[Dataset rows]
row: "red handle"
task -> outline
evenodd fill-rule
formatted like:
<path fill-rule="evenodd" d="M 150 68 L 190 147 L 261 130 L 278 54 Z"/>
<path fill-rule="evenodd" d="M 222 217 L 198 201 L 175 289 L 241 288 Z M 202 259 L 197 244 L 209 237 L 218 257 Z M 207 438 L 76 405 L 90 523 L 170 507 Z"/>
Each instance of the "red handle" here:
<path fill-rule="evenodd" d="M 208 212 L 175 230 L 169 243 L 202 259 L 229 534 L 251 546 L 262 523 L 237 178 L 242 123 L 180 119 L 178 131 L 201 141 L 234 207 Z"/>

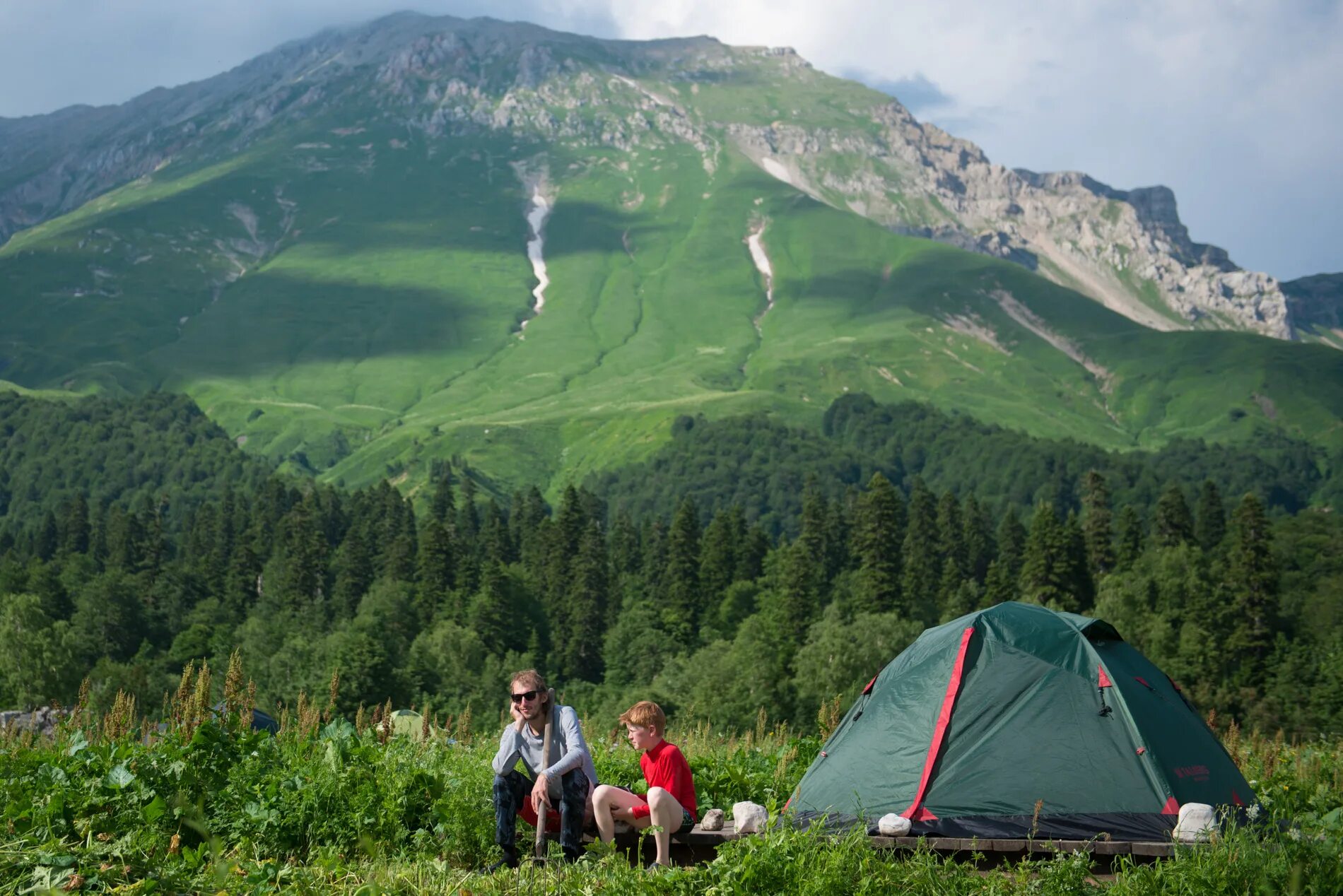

> _WHAT THE EXERCISE ASKS_
Write out all of the material again, swapping each "red handle" for "crimson grip" and changing nothing else. Leave the pictures out.

> _RESULT_
row: "crimson grip"
task -> outline
evenodd fill-rule
formatted like:
<path fill-rule="evenodd" d="M 150 68 L 190 147 L 261 130 L 278 54 Z"/>
<path fill-rule="evenodd" d="M 222 217 L 198 201 L 175 289 L 241 288 Z M 202 259 L 197 244 L 209 237 L 218 257 Z M 207 438 L 76 405 L 90 523 L 170 507 Z"/>
Each instance of the "crimson grip" here:
<path fill-rule="evenodd" d="M 208 212 L 175 230 L 169 243 L 202 259 L 229 534 L 251 546 L 262 523 L 237 178 L 242 123 L 180 119 L 178 131 L 201 141 L 234 207 Z"/>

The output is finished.